● EXERCISE TASK:
Copy out the records, starting at the first line and ending at the line that contains "[68, 278, 126, 369]", with each line kept unchanged.

● MATERIAL SUPPLIED:
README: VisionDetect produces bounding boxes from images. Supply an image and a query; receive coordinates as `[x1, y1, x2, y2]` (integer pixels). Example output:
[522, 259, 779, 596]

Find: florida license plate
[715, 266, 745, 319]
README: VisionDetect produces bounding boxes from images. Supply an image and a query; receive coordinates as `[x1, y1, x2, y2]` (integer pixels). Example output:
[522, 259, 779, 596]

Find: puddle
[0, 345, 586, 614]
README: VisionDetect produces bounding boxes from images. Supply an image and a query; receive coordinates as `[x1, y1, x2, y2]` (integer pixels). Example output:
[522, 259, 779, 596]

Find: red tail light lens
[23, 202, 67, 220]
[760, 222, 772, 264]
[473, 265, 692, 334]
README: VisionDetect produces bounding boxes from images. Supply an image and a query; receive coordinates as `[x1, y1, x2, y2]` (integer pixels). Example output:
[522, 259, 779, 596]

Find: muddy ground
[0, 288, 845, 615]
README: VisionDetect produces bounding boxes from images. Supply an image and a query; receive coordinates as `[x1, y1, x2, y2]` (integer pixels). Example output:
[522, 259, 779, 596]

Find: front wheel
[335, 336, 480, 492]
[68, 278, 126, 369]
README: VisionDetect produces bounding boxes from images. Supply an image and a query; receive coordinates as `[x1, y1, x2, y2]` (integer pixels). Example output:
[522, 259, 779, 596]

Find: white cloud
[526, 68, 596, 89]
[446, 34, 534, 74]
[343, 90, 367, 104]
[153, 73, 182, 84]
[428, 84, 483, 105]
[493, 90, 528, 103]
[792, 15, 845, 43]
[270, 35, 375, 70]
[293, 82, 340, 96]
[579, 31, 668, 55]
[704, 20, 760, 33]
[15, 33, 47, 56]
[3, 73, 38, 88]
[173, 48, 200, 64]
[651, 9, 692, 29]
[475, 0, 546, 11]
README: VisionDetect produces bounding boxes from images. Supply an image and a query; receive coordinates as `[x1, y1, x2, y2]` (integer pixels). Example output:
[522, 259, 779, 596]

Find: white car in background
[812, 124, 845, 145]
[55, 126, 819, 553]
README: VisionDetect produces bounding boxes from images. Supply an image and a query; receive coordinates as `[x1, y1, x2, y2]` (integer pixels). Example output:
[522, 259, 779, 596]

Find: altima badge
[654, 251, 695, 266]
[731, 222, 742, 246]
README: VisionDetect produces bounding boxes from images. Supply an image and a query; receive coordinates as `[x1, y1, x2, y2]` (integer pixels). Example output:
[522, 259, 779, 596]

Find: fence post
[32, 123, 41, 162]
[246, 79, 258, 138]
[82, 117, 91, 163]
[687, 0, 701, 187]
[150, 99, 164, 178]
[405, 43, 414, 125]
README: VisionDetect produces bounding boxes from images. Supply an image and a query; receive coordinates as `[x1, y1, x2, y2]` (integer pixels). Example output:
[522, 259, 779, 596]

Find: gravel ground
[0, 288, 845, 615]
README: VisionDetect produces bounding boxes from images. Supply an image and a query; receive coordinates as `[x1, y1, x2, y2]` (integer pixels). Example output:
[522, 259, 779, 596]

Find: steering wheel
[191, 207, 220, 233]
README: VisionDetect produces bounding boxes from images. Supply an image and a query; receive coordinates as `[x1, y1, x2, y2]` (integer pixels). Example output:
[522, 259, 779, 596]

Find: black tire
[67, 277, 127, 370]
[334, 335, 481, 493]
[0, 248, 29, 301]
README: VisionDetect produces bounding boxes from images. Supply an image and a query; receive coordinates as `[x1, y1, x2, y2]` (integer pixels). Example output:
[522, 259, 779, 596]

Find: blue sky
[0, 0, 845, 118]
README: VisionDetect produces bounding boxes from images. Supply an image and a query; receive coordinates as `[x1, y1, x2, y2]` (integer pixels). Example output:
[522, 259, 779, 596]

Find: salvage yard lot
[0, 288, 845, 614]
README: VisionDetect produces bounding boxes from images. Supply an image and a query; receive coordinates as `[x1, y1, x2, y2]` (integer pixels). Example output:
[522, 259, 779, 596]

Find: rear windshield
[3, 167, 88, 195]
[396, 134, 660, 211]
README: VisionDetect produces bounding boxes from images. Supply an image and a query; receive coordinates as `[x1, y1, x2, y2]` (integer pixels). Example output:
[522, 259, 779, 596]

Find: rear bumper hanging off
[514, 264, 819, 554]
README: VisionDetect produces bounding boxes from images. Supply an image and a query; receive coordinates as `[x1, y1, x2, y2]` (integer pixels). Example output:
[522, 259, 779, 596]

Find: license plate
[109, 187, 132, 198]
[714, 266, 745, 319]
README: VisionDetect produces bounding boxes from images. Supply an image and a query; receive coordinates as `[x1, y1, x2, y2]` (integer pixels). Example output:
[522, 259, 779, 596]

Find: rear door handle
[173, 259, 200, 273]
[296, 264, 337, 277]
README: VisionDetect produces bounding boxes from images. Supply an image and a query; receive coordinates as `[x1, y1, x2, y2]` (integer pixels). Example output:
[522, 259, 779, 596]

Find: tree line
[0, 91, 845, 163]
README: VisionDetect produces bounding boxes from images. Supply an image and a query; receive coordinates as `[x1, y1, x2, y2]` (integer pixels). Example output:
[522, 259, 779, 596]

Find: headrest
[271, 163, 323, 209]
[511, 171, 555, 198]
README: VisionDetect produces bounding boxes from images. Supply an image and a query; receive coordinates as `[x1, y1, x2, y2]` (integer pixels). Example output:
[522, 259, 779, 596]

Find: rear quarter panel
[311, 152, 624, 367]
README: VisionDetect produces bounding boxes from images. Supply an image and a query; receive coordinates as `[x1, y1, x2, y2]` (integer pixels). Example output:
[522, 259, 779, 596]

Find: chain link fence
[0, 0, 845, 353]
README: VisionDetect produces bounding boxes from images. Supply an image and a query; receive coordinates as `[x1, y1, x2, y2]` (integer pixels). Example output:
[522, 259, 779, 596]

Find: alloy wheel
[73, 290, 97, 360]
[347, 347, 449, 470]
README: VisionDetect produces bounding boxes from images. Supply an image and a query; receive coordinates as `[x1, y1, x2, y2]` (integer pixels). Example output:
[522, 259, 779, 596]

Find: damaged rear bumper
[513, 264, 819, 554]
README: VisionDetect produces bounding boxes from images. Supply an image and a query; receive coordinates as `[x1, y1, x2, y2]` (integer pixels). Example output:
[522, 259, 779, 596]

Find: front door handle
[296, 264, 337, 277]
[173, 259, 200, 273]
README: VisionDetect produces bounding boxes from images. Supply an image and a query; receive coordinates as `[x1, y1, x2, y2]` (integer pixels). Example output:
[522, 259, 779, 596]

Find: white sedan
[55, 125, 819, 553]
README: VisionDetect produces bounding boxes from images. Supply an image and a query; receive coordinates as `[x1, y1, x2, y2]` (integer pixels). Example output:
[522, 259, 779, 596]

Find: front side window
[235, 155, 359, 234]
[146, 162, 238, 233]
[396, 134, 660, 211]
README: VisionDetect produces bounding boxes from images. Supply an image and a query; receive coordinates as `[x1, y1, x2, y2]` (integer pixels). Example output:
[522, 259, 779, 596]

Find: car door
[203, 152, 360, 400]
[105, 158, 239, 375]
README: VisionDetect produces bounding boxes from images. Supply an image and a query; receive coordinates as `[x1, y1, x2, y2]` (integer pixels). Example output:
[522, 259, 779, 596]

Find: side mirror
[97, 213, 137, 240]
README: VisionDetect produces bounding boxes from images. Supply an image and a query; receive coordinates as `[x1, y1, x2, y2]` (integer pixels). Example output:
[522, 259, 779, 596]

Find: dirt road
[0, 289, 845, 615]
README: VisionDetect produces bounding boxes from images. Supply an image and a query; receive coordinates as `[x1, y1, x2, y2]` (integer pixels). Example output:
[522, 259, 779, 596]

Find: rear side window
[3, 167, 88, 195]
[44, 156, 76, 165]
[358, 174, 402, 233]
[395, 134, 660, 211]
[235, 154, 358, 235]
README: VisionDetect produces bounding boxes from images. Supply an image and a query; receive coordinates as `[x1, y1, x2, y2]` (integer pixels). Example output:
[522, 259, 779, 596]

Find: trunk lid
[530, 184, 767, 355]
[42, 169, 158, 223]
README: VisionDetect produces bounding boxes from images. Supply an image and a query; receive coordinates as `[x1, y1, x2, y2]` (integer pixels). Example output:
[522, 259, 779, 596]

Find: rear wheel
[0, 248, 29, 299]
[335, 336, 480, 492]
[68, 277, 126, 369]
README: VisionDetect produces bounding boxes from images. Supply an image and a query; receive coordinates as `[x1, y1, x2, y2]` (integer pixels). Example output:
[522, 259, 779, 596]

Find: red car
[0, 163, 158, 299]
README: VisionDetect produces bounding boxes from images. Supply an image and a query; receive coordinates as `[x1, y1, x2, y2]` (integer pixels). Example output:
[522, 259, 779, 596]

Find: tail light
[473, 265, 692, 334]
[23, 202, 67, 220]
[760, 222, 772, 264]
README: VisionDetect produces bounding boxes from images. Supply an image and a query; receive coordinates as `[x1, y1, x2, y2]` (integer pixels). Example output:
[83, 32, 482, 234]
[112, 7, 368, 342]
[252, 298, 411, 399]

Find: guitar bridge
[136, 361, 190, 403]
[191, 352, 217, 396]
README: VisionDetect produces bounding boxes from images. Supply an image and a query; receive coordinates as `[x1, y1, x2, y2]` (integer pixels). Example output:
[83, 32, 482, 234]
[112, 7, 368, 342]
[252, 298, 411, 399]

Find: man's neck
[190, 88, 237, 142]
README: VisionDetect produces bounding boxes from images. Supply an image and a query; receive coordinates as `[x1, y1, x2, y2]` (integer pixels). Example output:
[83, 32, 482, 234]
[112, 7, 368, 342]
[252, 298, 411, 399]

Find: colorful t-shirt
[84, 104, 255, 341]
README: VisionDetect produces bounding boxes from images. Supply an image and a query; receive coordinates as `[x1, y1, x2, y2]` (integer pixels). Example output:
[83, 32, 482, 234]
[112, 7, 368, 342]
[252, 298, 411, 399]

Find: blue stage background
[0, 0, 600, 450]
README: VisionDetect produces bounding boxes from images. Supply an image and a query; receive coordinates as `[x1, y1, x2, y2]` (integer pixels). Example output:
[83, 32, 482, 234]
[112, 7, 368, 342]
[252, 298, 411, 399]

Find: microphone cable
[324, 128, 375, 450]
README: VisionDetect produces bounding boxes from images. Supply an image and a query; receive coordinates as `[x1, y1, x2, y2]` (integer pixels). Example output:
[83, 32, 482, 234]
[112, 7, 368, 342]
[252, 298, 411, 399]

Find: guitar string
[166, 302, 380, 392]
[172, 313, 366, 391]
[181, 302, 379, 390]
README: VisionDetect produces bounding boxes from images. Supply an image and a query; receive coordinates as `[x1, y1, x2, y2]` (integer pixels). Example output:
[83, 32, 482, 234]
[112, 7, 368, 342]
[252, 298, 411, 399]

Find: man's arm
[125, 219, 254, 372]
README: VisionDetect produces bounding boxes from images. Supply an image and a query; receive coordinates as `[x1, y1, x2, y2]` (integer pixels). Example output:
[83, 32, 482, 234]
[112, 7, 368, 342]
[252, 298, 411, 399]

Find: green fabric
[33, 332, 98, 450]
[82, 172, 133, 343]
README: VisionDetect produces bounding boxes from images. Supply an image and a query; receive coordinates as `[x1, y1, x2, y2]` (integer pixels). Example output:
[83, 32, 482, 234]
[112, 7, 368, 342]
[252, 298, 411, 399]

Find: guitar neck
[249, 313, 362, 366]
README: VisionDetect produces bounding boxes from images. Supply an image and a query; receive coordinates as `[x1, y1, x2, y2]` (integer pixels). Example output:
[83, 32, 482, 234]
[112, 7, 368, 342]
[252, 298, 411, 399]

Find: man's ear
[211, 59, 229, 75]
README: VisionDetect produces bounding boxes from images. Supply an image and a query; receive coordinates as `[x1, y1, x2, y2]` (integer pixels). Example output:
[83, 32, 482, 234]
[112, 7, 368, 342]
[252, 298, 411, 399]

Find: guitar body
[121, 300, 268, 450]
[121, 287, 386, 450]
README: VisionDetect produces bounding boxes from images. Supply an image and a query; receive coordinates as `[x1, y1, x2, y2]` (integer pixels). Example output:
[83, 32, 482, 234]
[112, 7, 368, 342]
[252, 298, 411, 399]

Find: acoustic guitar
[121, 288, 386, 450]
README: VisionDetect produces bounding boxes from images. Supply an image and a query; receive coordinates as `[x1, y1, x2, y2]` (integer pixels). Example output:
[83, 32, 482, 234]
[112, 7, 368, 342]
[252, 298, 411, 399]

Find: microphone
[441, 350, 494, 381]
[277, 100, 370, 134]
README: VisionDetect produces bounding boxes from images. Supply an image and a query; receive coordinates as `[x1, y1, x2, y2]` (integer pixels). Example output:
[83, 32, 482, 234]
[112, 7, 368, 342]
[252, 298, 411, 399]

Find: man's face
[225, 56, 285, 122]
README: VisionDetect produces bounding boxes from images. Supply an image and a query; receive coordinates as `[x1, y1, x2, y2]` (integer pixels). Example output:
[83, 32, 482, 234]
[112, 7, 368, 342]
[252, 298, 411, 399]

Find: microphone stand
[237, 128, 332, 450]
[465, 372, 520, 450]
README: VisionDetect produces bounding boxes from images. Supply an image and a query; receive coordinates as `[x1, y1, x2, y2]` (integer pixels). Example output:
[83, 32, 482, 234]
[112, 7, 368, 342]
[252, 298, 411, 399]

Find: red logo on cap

● WRITTEN REPLY:
README: VisionDetect produces bounding boxes from images. Supply an image and a query; receive coordinates as `[x1, y1, x2, y2]` (integer pixels). Example output:
[522, 259, 779, 596]

Find: florida license plate
[715, 266, 745, 319]
README: VisionDetect produces bounding boxes from images. Supply an image and a query; receive coordinates as `[x1, y1, x2, y2]` (integer pixels). Example output:
[522, 259, 779, 596]

Find: puddle
[0, 345, 586, 614]
README: VisionDetect produces bounding boxes from images. Supply an image and a query; receive coordinates as `[x1, y1, x2, y2]` (integer pixels). Example output:
[522, 259, 779, 596]

Find: red tail light lens
[23, 202, 67, 220]
[760, 222, 772, 264]
[473, 265, 692, 334]
README: VisionDetect produces bounding boxes from images. Supply an image and a query; receive coordinates as `[x1, y1, x2, y2]` (integer pixels). Example output:
[522, 259, 779, 596]

Find: muddy ground
[0, 288, 845, 615]
README: VisionDetect produces bounding boxes from images. Supply an image and a query; receive coordinates as `[x1, y1, x2, y2]` (integer pixels). Example output:
[522, 259, 779, 596]

Find: front wheel
[335, 336, 480, 492]
[68, 278, 126, 369]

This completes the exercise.